Work instructions - Show every line in the records below that contains the word "pixels".

[Start of Attachment]

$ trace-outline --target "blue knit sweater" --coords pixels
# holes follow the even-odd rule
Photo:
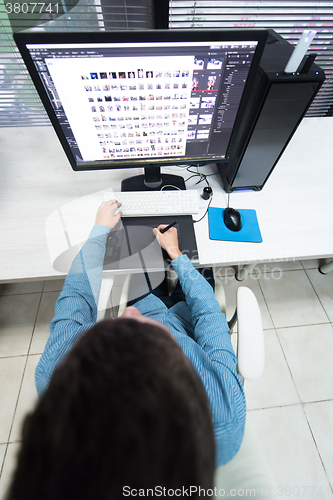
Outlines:
[[[106,226],[95,225],[74,259],[56,302],[50,337],[36,369],[39,394],[47,388],[55,366],[96,322],[108,233]],[[237,453],[244,434],[246,403],[236,371],[237,360],[225,315],[220,312],[211,286],[186,255],[174,259],[172,265],[186,302],[167,309],[159,298],[150,294],[135,305],[142,314],[171,330],[199,374],[210,401],[219,466]]]

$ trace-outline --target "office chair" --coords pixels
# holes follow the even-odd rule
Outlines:
[[[216,273],[215,298],[221,312],[226,314],[225,292]],[[264,371],[265,350],[261,314],[257,299],[249,288],[240,286],[236,293],[236,309],[228,321],[229,333],[237,322],[237,371],[242,381],[257,380]],[[234,458],[215,471],[215,486],[221,494],[217,498],[240,498],[250,491],[251,495],[277,499],[276,483],[266,457],[258,442],[249,415],[245,423],[241,447]],[[238,493],[239,492],[239,493]],[[248,493],[250,494],[250,493]]]
[[[111,307],[110,294],[114,283],[113,277],[102,280],[97,320],[105,317],[106,311],[112,311],[112,316],[121,316],[126,305],[130,287],[131,275],[127,275],[122,285],[118,305]],[[220,304],[221,312],[226,314],[225,291],[220,277],[214,272],[215,298]],[[178,277],[174,271],[168,271],[169,293],[176,286]],[[229,325],[230,335],[237,323],[237,370],[244,384],[245,380],[258,379],[264,370],[264,336],[261,314],[257,299],[253,292],[240,286],[236,294],[236,310]],[[245,432],[241,447],[235,457],[226,465],[215,471],[216,498],[232,496],[240,498],[251,491],[253,496],[265,496],[277,499],[276,483],[268,467],[262,448],[252,428],[250,418],[247,417]],[[254,494],[255,491],[255,494]]]

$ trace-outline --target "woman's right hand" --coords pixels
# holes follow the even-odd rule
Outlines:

[End of Attachment]

Exercise output -
$ trace-outline --target "blue knit sweater" --coords pixels
$ trace-outline --target "office chair" --coords pixels
$ trace-outline --target "woman's right hand" --coords pixels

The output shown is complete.